OBJECTIVE: Continue the consistent hashing notes, picking up after their last sentence.

Design Consistent Hashing

Consistent hashing distributes requests/data efficiently across servers for horizontal scaling, minimizing redistribution when servers are added/removed.

The rehashing problem #

Traditional approach: serverIndex = hash(key) % N where N = server count.

When N changes (server added/removed), most keys get different server indexes — not just the keys from the affected server. This causes a storm of cache misses.

Example: Server 1 goes offline (N=4 → N=3).

Most keys are redistributed to different servers even if they weren't stored on server 1.

Consistent hashing #

Only k/n keys need remapping on average (k = keys, n = slots), vs nearly all keys with traditional hashing.

Hash space and hash ring #

Using SHA-1 (hash space 0 to 2^160 − 1):

Connect both ends → hash ring:

Hash servers #

Map servers onto ring by hashing IP or name:

Hash keys #

Hash cache keys onto the same ring (no modular operation):

Server lookup #

To find which server stores a key: go clockwise from key's position until a server is found.

SUPPLIED MATERIAL:

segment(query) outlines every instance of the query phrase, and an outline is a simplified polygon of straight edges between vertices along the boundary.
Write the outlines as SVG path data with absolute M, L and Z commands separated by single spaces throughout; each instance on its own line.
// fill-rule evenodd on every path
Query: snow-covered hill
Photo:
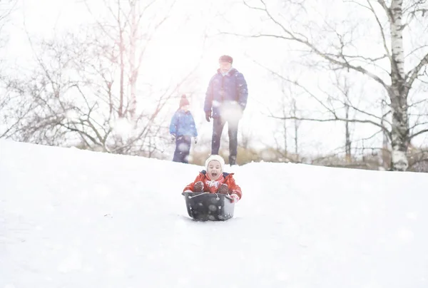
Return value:
M 0 288 L 428 287 L 428 175 L 251 163 L 198 222 L 200 166 L 0 141 Z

ANSWER FOR THE TASK:
Add a server #

Only keys between the new server and its predecessor (anticlockwise) need redistribution.

After adding server 4: only key0 redistributed (moves from server 0 to server 4). k1, k2, k3 stay.

Remove a server #

When server 1 removed: only key1 remapped (to server 2). Others unaffected.

Two issues in the basic approach #

1. Uneven partition sizes: Partitions between adjacent servers can vary greatly. If s1 removed, s2's partition becomes twice the size of s0 and s3.

2. Non-uniform key distribution: Keys may cluster on specific servers, leaving others empty.

Virtual nodes #

Each physical server represented by multiple virtual nodes on the ring.

• Server 0 → s0_0, s0_1, s0_2; Server 1 → s1_0, s1_1, s1_2
• Each server responsible for multiple partitions
• Lookup: go clockwise from key to first virtual node → maps to physical server

Tradeoff: More virtual nodes = more balanced distribution, smaller standard deviation. But more memory to store virtual node data.

• 100–200 virtual nodes → standard deviation 5–10% of mean
• More virtual nodes → smaller standard deviation

Find affected keys #

Adding server 4: Affected range starts from s4, goes anticlockwise to next server (s3). Keys between s3 and s4 redistributed to s4.

Removing server 1: Affected range starts from s1, goes anticlockwise to next server (s0). Keys between s0 and s1 redistributed to s2.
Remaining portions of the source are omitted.